◆ **Source document**:
══════════

Posted by: rosyroadsadventures | August 17, 2011

We’re in the BVI! Charter Boat Watching & Dinghy Rescue

 N 18° 25.5′   W 64° 39.5′

Cane Garden Bay, British Virgin Islands

We’re in! Made it to the BVI on Monday, and cleared the Customs hurdle.

We are at anchor in Cane Garden Bay watching the charter boats. There are many fewer here than in past visits. It is slow season, and probably the slowest we have ever seen it here.

On vacations in the wonderful BVI, “charter boat land”, Happy Hour was always a favorite time of day. Not only for the refreshments, but for the entertainment of watching the arrival of bareboat latecomers to the anchorage. Lots of chuckles were had observing frantic crews trying to pick up mooring balls or set an anchor while their novice captain zoomed around, failing to slow down and stop at the targeted spot. Various gear was lost overboard, dinghy motors wouldn’t start, and there were startled encounters with barracudas through snorkel masks.

The only danger with this activity is that eventually it becomes payback time where no matter your experience, you become the source of entertainment for others. Like the time Bob & I were struggling mightily to launch our 350 pound dinghy from a beach. We thought it was grounded with the outgoing tide. It was actually tied to a pole. A first grader with no boating experience could have figured that out. We provided lots of amusement to the restaurant diners overlooking the beach that evening.

══════════

◆ **Task set**:
#1 In the BVI travel post, how much did the dinghy weigh that was being launched from the beach?
#2 Pick up the BVI travel post right after its final sentence and continue it.

══════════

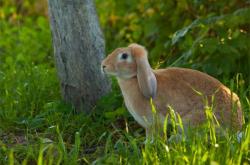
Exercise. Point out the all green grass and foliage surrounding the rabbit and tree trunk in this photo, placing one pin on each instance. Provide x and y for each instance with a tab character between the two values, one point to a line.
37	127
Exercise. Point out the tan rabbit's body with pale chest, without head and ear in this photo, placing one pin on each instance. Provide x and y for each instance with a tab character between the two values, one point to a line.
181	93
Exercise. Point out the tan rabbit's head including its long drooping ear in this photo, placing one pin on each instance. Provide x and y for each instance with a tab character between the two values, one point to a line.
130	62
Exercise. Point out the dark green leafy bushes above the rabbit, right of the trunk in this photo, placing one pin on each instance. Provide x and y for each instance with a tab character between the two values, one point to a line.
212	38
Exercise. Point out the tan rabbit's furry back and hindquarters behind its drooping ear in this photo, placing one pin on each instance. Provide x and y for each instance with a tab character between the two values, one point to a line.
187	92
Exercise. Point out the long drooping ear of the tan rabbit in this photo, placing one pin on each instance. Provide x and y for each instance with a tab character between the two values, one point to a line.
145	76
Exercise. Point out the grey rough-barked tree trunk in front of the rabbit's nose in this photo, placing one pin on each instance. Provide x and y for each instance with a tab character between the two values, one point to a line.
78	48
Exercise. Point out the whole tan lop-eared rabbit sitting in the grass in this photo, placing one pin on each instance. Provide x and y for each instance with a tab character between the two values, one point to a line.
176	87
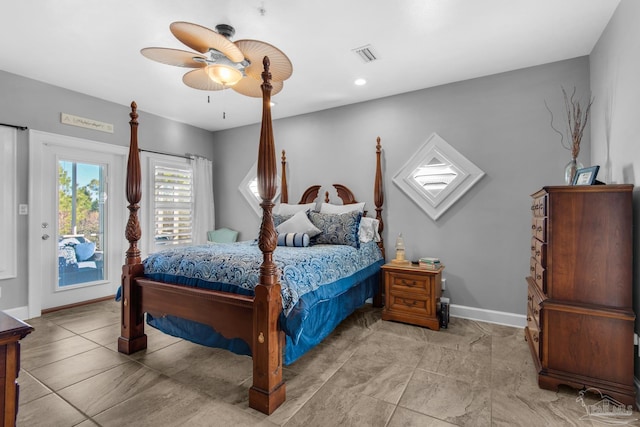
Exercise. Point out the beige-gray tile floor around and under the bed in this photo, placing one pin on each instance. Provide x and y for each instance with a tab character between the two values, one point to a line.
367	373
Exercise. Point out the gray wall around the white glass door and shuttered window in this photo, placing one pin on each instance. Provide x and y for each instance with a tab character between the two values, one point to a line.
38	106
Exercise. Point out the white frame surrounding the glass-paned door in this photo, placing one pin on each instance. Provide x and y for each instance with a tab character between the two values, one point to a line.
37	142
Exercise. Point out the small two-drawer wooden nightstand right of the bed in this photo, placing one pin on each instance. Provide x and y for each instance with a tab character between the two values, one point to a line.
412	294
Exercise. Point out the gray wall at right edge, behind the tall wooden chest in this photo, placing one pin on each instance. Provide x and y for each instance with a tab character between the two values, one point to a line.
615	67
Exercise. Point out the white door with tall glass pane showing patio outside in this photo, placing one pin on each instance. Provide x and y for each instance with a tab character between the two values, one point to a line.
76	220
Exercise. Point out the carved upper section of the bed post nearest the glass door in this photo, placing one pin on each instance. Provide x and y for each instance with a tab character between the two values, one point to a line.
134	178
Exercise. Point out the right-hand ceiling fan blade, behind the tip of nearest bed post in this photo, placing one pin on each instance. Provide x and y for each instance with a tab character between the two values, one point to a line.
255	50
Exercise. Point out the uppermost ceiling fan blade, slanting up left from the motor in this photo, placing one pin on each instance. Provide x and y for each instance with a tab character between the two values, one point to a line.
202	39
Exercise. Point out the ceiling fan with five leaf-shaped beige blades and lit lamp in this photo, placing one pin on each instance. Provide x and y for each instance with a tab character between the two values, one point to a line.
221	63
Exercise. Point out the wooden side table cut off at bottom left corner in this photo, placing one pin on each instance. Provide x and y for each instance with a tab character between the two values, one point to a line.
12	331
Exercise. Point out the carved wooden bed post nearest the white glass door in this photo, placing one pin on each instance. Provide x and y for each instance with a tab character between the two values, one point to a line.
132	336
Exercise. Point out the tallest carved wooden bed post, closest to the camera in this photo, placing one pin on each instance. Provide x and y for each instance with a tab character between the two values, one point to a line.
268	390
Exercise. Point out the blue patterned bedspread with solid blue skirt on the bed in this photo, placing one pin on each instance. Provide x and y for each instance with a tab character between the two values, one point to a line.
320	286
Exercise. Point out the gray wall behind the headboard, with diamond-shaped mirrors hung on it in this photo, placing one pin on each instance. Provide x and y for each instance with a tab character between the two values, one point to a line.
498	122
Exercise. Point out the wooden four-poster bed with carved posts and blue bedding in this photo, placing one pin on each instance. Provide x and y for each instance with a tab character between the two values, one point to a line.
284	302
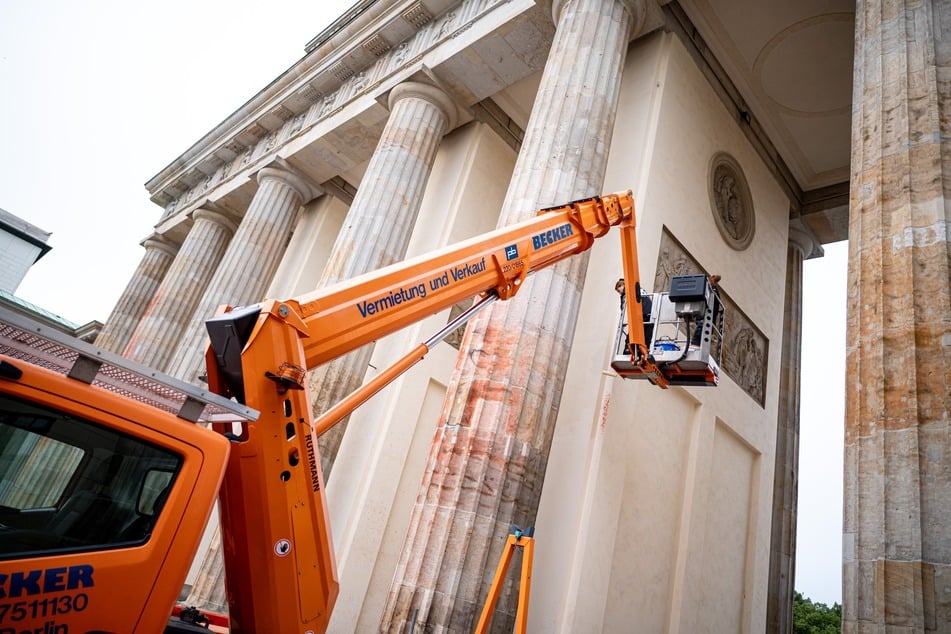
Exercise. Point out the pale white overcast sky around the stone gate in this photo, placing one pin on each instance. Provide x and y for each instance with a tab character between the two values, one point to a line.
97	97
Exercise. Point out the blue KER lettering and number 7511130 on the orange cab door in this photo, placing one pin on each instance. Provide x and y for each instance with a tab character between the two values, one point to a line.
34	603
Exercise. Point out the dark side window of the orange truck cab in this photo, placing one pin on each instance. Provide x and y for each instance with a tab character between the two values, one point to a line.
68	484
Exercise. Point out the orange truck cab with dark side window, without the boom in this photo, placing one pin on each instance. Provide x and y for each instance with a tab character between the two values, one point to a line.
104	495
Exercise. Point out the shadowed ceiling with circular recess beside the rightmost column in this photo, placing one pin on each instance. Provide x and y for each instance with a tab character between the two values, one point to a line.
789	66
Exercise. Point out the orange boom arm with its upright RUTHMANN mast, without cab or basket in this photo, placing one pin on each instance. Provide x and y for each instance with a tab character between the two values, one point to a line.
279	561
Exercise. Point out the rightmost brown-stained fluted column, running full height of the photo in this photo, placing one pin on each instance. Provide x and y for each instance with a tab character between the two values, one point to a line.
896	573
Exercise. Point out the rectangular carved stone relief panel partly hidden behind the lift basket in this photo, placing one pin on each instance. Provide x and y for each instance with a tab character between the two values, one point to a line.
745	347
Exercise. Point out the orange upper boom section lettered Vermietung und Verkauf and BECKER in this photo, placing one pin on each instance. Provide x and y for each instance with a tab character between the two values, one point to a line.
348	315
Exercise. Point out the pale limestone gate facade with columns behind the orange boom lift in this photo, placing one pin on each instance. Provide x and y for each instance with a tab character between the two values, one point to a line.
437	121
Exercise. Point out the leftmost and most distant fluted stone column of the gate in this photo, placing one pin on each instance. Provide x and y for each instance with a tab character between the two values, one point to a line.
137	295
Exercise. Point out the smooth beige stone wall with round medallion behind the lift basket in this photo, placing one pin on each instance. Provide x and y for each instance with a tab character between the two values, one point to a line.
656	505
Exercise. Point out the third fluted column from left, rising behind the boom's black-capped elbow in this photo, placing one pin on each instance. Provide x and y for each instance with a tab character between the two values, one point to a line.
249	262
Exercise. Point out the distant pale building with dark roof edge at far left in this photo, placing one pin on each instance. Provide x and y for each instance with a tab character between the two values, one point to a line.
21	245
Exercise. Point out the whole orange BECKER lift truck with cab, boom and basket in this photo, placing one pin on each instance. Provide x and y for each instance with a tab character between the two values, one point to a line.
108	476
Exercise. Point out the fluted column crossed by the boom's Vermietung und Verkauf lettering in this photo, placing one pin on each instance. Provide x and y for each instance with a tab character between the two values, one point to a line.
378	227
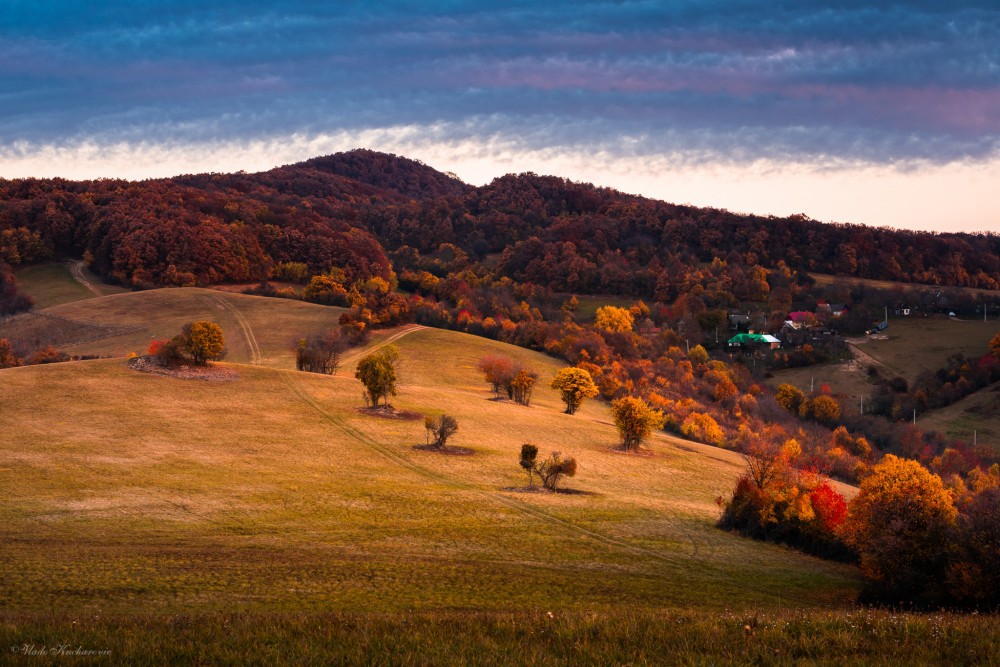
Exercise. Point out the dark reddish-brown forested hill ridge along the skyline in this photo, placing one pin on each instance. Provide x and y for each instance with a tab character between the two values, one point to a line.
352	210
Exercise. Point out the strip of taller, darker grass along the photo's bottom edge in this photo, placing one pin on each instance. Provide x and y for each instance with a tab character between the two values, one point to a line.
635	637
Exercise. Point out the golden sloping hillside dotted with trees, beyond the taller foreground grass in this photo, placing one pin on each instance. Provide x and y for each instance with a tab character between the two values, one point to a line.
274	492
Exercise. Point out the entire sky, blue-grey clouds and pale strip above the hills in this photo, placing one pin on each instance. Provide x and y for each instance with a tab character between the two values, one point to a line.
873	113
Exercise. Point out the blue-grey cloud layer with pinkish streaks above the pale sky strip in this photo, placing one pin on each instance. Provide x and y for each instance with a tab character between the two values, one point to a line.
722	79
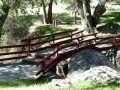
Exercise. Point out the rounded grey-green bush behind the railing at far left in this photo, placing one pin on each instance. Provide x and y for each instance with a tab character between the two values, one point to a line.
14	29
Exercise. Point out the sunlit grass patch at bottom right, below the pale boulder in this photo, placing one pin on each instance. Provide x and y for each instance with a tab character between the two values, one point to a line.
115	85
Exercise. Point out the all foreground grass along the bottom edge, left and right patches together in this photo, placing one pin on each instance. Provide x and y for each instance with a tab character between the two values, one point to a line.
31	84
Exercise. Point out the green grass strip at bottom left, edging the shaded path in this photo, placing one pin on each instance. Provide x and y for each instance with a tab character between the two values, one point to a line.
22	83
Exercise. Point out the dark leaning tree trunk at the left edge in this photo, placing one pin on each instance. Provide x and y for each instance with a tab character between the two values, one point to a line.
3	17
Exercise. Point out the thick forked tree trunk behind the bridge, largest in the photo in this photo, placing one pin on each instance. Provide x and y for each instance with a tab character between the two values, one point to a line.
87	20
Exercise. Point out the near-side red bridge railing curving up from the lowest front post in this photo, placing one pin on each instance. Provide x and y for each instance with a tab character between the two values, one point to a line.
76	46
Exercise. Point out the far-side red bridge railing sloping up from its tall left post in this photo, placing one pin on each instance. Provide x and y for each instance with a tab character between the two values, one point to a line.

══════════

◆ **Task responses**:
#1 It weighed 350 pounds.

#2
I had another “oops” moment immediately after arrival into the BVI. We had finished checking in with the officials in Great Harbor and were making a quick exit to Diamond Cay when we were summoned on the VHF radio. Not by our boat name, as is customary, but “Robert or Elaine Ebaugh”, which was highly unusual. We didn’t know the boat that was calling us, the Calypso. They had retrieved our dinghy that was floating loose in Great Harbor. It had become detached from the boat during departure. They found our names on the registration papers we keep inside a cooler in the dinghy.

We went back to the harbor and two women who seemed to be charter boat captains met us with with our dinghy and their dinghy. I traded a 6-pack of Medalla for our dinghy line. They didn’t want a reward, stating that “we charterers must look out for each other”, but I insisted. I guess we didn’t look capable of bringing our own boat all the way from St. Petersburg, Florida and I didn’t explain that we weren’t charterers.

Since I was the last one to handle the dinghy tow line, I was in some doo-doo. It would have been MUCH worse had the dinghy floated out to sea. Another lesson learned: always double-check the dinghy tow line EVERY time you handle it. I dislike the way we use a loop on the t-cleat on the stern for towing and would prefer a system with a traditional tie. Bob insists it works just fine if you make sure the line is on the cleat properly. I’m still going to tie it off with extra loops from now on when I’m responsible for that job.

Anyway, I am swearing off of charter boat watching, other than to look for opportunities to help someone else recover from a blunder, and will say a private prayer each evening that I will remember all of my lessons learned to prevent repeats of those boo-boos and that I can refrain from making any further boo-boos. And a toast to the nice ladies on the Calypso who saved me from a LOT of grief had the dinghy been permanently lost.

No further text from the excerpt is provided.